• **Natural-language object grounding data**
+---+
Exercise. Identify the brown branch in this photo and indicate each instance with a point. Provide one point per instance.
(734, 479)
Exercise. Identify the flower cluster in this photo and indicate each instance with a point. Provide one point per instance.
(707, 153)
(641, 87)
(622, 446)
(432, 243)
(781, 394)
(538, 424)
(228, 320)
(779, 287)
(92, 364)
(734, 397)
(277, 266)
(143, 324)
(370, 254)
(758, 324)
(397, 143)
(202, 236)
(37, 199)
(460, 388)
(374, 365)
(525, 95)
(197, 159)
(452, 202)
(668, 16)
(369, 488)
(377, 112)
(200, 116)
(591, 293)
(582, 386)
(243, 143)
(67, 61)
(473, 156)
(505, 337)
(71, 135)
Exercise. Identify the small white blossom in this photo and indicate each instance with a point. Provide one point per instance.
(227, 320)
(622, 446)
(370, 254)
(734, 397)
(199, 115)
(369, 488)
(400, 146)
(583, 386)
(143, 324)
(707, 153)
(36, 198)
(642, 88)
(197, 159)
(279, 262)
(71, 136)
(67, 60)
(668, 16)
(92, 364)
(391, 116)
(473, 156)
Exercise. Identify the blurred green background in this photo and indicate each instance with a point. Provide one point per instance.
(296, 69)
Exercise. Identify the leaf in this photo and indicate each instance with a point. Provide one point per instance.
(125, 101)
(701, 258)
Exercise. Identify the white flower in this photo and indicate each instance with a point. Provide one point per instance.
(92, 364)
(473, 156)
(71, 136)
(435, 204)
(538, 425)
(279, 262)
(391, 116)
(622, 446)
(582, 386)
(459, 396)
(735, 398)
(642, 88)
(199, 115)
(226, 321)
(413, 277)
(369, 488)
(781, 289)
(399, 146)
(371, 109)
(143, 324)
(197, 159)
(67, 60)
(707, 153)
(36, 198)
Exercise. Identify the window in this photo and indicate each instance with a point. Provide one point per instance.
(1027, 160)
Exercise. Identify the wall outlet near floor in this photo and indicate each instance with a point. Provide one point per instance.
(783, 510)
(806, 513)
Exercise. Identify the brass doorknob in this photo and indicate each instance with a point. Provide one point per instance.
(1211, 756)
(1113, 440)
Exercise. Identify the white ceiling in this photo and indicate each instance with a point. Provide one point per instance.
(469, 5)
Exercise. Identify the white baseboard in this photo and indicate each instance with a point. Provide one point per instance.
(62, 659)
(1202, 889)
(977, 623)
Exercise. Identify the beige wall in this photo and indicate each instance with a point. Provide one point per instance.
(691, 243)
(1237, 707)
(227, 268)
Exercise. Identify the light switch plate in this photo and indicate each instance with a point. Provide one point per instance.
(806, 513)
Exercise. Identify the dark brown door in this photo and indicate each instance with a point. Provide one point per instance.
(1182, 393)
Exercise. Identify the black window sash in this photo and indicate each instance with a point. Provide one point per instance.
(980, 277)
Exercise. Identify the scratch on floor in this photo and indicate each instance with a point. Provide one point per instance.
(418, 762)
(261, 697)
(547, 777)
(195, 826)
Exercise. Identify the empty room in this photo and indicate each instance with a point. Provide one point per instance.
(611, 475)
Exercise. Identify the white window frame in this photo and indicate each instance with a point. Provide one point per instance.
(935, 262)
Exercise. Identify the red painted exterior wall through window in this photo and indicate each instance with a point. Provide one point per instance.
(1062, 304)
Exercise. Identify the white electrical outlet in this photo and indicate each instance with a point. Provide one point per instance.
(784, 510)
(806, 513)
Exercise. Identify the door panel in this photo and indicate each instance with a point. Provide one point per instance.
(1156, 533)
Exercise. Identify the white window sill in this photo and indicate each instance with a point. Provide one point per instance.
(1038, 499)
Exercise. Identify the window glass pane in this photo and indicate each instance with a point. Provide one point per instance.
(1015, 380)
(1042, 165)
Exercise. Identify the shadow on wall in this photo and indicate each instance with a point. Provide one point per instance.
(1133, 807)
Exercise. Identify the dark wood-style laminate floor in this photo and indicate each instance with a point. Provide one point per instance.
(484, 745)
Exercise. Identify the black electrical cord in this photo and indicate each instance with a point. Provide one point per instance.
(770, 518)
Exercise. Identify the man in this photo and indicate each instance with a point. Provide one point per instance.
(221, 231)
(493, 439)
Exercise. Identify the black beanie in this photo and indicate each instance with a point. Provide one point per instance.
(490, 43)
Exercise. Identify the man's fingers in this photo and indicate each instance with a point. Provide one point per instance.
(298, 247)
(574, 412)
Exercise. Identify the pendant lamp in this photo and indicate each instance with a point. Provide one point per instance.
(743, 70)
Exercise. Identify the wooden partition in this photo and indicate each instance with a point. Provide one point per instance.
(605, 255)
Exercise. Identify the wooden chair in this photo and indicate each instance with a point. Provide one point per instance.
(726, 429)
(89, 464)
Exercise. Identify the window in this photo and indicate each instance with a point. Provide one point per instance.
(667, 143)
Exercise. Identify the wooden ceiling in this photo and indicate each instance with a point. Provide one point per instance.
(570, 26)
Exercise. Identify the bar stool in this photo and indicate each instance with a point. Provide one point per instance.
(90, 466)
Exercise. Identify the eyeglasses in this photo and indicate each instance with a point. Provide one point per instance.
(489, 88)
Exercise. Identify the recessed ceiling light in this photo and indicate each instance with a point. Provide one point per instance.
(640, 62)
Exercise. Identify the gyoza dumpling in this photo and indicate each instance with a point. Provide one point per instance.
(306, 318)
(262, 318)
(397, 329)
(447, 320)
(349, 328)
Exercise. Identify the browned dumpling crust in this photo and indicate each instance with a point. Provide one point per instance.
+---+
• **Try it**
Write out the records again so that each line matches the original exactly.

• **Answer to the problem**
Exercise. Identify the brown branch in this photo and indicate each instance with a point. Provide one point per instance.
(734, 479)
Exercise. Identify the flower cluster in this photo and indicate each instance with a point. Provide one point per instance.
(707, 153)
(641, 87)
(622, 446)
(432, 243)
(781, 394)
(538, 424)
(228, 320)
(779, 287)
(92, 364)
(734, 397)
(277, 266)
(143, 324)
(370, 254)
(758, 324)
(397, 143)
(202, 236)
(37, 199)
(460, 388)
(374, 365)
(525, 95)
(197, 159)
(452, 202)
(668, 16)
(369, 488)
(377, 112)
(200, 116)
(591, 293)
(582, 386)
(243, 143)
(67, 61)
(473, 156)
(505, 337)
(71, 135)
Exercise. Identify the small white blossom in this photo and indicate each instance with a point. Provide one point per instance.
(227, 320)
(622, 446)
(370, 254)
(734, 397)
(199, 115)
(369, 488)
(400, 146)
(583, 386)
(143, 324)
(707, 153)
(36, 198)
(642, 88)
(197, 159)
(279, 262)
(71, 136)
(67, 60)
(668, 16)
(92, 364)
(391, 116)
(473, 156)
Exercise. Identify the blurred green background in this photo and indicate each instance with a point. Provide one point per instance.
(296, 69)
Exercise. Identify the leaf in this photo and indicate each instance with a point. Provide one point per instance.
(125, 101)
(701, 258)
Exercise. Identify the white flower in this photo and indicate each instance with a point. Provide one point per instance.
(92, 364)
(473, 156)
(71, 136)
(435, 204)
(538, 425)
(279, 262)
(391, 116)
(622, 446)
(582, 386)
(459, 396)
(735, 398)
(642, 88)
(199, 115)
(226, 321)
(413, 277)
(369, 488)
(781, 289)
(399, 146)
(371, 109)
(143, 324)
(197, 159)
(67, 60)
(707, 153)
(36, 198)
Exercise. Identify the window in this photo and indicate each instance with a point. Provide one point per instance.
(1027, 160)
Exercise. Identify the wall outlet near floor in this photo and indicate each instance with a point. Provide one point per instance.
(783, 510)
(806, 513)
Exercise. Identify the brass doorknob in this photo and indicate each instance with a point. Provide one point per instance.
(1211, 756)
(1113, 440)
Exercise. Identify the white ceiling in this photo and indicate each instance with a point. Provide one point per instance.
(469, 5)
Exercise. Identify the white baseboard in this photo and indicate each instance with a point. Provide one point per instance.
(62, 659)
(1202, 889)
(977, 623)
Exercise. Identify the beige wall in this photo and indicate each instance with a point. Provide one point per instance.
(691, 243)
(1237, 707)
(227, 268)
Exercise. Identify the light switch plate in this photo and indicate each instance with a point. Provide one point per instance.
(806, 513)
Exercise. Identify the dark brown door in this photo and indicate each instance with a point. Provide one point per instance.
(1182, 393)
Exercise. Identify the black window sash in this photo and indicate each instance with a point. Provide one point per instance.
(980, 277)
Exercise. Identify the scratch on floor in this photo and indicate each instance with a point. Provide one point per instance.
(418, 762)
(261, 697)
(547, 777)
(195, 826)
Exercise. Identify the empty room in this photo and indicate each instance with a point. Provide one point per instance.
(611, 475)
Exercise. Identify the white window frame in this photo and indicate each instance with a point. Provide one point per instance.
(935, 262)
Exercise. Identify the red painted exterior wall through window in this photo and indicate each instance with a point. Provide one point per instance.
(1062, 304)
Exercise. Identify the white electrical outlet in this photo and indicate each instance with a point. Provide one point per instance.
(784, 510)
(806, 513)
Exercise. Identify the door panel in this photo and indicate each instance with a point. Provide one point per instance.
(1156, 533)
Exercise. Identify the white window sill in this photo and indicate each instance with a point. Provide one point per instance.
(1038, 499)
Exercise. Identify the window glass pane in this photo and indicate each instance with a point. Provide one point per instance.
(1015, 380)
(1042, 165)
Exercise. Identify the shadow on wall in this photo and indicate each instance with a point. Provide one point per instance.
(1133, 807)
Exercise. Identify the dark wood-style laminate floor in this photo and indicate each instance with a point. Provide one point per instance.
(484, 745)
Exercise. Identify the black electrical cord in this photo and indicate each instance with a point. Provide one point per instance.
(770, 518)
Exercise. Identify the man in this photo and indicate each instance with a point. Provide one point per instance.
(221, 231)
(493, 439)
Exercise. Identify the black beanie in this photo and indicate each instance with a point. Provide one point per instance.
(490, 43)
Exercise. Identify the man's fingers in this photo and indicate each instance with a point. Provide one point per instance.
(298, 247)
(574, 412)
Exercise. Identify the pendant lamp in this photo and indicate each instance with a point. Provide one point per instance.
(743, 70)
Exercise. Identify the wooden partition in this photo and indicate each instance with a point. Provide one point per instance.
(605, 255)
Exercise. Identify the wooden chair in this photo and indicate each instance with a point. Provide one point per instance.
(726, 429)
(89, 464)
Exercise. Identify the window in this photo and indicate each instance with a point. Provide one point per instance.
(667, 143)
Exercise. Identify the wooden ceiling in this photo and indicate each instance with a point. Provide one point per instance.
(570, 26)
Exercise. Identify the bar stool in this photo and indicate each instance with a point. Provide one point per instance.
(90, 466)
Exercise. Identify the eyeglasses in this photo and indicate each instance with a point. Provide one point per instance.
(489, 88)
Exercise. Identify the recessed ceiling light in this photo and indicate each instance with a point. Provide one point per instance.
(640, 62)
Exercise. Identify the gyoza dumpling in this photo and indicate each instance with a point. Provide one point per instance.
(306, 318)
(262, 318)
(397, 329)
(447, 320)
(349, 328)
Exercise. Identify the browned dumpling crust in this photo and indicate each instance with a point. Provide one point per instance.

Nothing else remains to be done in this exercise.